▶ _Data supplied_
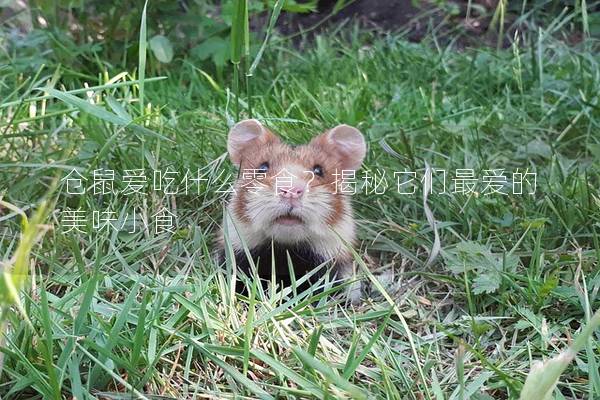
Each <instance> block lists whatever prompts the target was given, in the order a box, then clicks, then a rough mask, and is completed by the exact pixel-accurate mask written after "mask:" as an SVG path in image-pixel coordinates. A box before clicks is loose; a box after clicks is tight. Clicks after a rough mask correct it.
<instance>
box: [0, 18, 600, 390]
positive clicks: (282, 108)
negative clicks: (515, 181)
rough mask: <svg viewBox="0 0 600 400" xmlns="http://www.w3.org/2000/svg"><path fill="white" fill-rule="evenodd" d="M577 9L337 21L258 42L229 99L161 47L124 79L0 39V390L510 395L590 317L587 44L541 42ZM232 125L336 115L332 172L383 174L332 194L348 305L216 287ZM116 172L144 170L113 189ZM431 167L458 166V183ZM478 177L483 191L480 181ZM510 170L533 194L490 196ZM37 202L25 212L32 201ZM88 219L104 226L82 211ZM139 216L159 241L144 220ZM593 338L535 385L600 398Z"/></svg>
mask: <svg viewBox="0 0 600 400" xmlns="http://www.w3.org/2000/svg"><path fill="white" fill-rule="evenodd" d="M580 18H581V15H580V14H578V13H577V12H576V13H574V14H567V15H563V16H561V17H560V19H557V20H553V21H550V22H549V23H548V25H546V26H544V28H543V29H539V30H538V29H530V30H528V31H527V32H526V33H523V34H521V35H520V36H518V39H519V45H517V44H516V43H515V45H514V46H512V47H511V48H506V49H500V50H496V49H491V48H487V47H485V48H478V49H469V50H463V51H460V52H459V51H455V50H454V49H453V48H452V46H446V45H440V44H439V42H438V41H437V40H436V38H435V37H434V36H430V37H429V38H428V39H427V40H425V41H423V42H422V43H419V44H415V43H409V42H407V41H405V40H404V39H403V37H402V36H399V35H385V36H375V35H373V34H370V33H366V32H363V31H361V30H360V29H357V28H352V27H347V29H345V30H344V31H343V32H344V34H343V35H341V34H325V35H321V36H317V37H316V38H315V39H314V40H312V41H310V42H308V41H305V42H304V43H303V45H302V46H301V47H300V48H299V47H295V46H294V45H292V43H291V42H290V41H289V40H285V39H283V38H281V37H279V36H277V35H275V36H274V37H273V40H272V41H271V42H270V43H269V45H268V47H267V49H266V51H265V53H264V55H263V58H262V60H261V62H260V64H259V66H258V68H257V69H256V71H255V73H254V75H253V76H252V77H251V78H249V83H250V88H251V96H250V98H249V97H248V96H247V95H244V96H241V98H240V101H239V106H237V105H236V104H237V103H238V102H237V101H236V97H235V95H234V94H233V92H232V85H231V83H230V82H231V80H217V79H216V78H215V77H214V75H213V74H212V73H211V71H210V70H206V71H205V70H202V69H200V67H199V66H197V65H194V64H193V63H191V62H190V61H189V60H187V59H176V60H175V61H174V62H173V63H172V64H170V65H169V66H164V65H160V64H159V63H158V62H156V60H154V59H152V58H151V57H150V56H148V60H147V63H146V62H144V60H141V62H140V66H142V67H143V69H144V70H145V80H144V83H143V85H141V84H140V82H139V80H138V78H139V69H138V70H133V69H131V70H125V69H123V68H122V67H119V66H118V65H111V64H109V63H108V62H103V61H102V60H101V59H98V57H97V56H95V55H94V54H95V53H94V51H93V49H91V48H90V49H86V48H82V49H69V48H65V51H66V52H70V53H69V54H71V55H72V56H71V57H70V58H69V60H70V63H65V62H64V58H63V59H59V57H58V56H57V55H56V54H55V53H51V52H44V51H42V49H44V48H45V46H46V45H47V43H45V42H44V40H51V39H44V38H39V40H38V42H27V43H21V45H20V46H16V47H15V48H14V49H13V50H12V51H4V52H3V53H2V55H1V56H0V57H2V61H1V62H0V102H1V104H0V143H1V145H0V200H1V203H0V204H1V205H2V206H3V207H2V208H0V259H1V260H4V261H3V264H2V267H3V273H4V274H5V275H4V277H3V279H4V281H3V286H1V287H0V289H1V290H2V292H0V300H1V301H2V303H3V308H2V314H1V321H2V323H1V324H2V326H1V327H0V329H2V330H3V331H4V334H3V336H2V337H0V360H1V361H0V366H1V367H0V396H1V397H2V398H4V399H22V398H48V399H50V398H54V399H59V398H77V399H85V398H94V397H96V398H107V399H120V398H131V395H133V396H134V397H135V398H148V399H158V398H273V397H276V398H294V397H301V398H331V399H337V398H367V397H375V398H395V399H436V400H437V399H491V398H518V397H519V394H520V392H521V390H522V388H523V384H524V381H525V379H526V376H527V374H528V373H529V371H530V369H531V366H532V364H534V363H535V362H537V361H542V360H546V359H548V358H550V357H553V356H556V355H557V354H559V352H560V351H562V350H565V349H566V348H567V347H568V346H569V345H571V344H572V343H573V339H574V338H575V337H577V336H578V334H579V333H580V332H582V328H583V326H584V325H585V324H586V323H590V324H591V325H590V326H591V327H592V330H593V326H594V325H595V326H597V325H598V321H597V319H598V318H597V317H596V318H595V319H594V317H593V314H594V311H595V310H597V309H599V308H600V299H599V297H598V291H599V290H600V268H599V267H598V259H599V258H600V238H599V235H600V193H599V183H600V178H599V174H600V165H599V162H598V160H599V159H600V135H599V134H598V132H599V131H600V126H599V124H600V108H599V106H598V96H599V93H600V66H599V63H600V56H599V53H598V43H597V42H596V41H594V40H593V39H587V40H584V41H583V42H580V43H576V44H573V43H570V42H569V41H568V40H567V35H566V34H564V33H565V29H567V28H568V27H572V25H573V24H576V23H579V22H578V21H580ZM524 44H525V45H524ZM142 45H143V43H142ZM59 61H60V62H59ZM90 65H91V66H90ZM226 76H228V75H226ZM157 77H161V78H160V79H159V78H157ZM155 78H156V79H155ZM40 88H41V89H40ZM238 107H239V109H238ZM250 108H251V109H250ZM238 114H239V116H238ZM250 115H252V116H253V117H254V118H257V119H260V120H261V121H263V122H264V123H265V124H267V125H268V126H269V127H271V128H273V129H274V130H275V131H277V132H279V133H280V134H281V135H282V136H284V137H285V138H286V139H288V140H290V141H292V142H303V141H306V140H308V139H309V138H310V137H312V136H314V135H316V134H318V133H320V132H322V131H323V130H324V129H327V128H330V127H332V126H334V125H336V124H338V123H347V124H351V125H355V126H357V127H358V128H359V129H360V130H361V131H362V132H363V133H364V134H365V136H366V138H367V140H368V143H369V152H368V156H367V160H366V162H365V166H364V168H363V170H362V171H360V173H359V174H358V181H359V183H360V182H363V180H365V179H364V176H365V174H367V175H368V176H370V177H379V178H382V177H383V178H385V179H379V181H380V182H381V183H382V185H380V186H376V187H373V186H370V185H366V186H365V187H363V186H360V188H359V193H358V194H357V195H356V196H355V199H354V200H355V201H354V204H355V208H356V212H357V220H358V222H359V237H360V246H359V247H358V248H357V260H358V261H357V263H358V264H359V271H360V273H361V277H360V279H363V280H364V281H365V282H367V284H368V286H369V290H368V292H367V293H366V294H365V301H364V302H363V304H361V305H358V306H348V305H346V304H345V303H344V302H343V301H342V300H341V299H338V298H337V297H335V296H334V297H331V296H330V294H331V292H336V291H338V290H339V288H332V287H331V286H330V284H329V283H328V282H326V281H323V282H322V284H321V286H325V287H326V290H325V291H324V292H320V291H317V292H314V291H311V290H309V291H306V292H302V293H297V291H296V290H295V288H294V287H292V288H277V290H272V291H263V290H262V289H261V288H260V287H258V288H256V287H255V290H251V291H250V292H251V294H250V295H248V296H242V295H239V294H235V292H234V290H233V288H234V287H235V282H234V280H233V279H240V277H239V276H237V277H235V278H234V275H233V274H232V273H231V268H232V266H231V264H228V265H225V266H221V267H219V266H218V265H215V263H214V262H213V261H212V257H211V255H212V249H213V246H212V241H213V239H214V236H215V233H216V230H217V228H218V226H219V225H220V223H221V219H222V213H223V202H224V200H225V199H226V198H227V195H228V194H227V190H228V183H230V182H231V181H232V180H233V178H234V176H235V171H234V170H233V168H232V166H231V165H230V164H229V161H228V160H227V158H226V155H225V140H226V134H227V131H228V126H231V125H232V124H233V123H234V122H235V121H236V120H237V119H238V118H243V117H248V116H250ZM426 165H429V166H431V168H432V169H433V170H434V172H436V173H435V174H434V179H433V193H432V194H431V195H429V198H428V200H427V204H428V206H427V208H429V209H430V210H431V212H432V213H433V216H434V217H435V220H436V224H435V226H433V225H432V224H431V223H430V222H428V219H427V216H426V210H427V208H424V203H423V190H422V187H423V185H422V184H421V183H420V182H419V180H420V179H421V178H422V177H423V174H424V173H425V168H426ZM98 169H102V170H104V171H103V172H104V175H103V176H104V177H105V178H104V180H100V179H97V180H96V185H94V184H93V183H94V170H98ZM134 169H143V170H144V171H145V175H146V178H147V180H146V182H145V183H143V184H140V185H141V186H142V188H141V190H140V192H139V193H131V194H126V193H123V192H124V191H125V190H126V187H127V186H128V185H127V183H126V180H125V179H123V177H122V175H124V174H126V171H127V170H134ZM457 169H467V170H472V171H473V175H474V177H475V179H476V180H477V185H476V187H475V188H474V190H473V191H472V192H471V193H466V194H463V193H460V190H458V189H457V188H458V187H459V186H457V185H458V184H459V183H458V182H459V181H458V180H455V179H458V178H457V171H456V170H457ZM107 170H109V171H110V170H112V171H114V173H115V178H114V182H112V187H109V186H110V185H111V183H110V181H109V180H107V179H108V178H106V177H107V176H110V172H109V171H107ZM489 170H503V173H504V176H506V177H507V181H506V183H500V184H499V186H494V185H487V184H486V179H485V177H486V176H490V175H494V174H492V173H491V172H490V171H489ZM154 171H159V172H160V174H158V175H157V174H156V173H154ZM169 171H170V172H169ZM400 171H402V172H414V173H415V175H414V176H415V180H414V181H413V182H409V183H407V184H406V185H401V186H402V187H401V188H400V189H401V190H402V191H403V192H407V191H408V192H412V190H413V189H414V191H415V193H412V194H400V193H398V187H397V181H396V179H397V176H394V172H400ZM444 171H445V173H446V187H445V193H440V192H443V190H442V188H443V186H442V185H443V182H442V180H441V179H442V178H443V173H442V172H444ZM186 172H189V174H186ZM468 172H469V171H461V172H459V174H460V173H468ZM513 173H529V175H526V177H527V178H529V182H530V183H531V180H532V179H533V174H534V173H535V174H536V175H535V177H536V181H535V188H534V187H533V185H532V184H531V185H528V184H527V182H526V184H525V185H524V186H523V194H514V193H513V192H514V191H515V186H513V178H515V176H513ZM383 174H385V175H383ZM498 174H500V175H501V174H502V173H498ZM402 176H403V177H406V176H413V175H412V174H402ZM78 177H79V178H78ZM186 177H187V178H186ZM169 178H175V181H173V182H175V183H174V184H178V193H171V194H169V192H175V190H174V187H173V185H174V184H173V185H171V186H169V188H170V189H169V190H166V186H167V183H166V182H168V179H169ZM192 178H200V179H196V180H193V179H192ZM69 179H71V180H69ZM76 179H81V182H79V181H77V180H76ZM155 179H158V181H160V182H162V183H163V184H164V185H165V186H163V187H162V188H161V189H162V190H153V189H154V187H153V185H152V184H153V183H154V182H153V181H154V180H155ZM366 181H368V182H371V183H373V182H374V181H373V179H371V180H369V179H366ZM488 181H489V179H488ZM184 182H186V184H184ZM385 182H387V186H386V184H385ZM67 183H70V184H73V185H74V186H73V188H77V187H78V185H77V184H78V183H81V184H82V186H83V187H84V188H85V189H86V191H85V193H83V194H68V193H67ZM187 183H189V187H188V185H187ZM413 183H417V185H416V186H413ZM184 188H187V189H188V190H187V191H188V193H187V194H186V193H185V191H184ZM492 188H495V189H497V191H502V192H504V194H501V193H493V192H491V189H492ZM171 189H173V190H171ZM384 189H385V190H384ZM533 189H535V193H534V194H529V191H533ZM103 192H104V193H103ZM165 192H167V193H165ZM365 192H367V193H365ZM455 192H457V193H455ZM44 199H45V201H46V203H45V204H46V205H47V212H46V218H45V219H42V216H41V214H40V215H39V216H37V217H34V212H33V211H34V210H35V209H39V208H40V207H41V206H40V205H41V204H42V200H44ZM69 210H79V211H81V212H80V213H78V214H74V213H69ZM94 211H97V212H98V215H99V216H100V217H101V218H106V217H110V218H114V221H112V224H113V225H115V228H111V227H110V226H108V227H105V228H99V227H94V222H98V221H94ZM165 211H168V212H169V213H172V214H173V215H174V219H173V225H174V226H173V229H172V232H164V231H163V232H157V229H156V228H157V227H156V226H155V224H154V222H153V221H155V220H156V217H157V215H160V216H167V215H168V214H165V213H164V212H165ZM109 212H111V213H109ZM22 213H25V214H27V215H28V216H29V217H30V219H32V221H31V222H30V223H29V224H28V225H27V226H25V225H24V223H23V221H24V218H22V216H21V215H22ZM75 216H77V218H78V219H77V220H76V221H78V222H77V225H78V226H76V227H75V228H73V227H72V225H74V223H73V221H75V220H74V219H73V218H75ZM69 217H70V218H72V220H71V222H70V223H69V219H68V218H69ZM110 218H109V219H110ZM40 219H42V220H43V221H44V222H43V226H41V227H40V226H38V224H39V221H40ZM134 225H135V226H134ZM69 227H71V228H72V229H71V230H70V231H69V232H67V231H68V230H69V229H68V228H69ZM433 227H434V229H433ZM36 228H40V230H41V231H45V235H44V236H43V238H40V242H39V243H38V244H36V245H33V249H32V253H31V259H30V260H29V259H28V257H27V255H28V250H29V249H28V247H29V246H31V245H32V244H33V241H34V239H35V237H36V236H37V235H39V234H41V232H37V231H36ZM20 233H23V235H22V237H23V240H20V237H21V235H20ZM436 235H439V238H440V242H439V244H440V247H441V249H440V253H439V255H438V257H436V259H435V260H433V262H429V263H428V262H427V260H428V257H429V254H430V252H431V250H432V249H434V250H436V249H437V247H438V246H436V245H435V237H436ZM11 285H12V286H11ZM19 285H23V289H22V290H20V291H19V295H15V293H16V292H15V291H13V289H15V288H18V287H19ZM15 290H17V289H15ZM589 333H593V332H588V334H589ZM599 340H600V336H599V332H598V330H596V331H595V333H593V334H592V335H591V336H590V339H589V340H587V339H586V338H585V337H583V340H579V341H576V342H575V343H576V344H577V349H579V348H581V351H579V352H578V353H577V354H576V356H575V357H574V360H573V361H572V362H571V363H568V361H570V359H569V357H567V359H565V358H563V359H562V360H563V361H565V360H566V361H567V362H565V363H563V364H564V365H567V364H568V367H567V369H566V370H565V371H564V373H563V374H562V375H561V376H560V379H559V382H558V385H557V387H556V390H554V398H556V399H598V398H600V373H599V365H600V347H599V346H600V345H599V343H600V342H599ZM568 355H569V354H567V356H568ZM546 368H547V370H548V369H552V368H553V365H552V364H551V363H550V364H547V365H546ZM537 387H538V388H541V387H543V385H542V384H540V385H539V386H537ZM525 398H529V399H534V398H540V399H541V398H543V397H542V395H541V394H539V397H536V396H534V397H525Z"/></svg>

▶ _Problem description_
Repeat the lines above, from the very first one through the line holding "rough mask: <svg", inclusive. Leave the pictures out of your answer.

▶ _Result for this task_
Each <instance> block lists whatever prompts the target was given, in the order a box, then clicks, then a rough mask, and is completed by the exact pixel-accurate mask written after "mask:" as an SVG path in image-pixel coordinates. A box before clicks is loose; a box after clicks is tight. Clicks after a rough mask correct it.
<instance>
box: [0, 18, 600, 390]
positive clicks: (282, 108)
negative clicks: (515, 181)
rough mask: <svg viewBox="0 0 600 400" xmlns="http://www.w3.org/2000/svg"><path fill="white" fill-rule="evenodd" d="M577 9L337 21L258 42L229 99L161 47L124 79L0 39V390L510 395L590 317L587 44L541 42ZM232 125L336 115L332 172L383 174L332 194L348 305L216 287ZM116 172L144 170L113 189ZM431 167L458 166V183ZM478 177L483 191L480 181ZM510 170L533 194L490 196ZM37 202L25 212L32 201ZM88 219L104 226L82 211ZM139 216L159 241L144 220ZM593 338L535 385L600 398Z"/></svg>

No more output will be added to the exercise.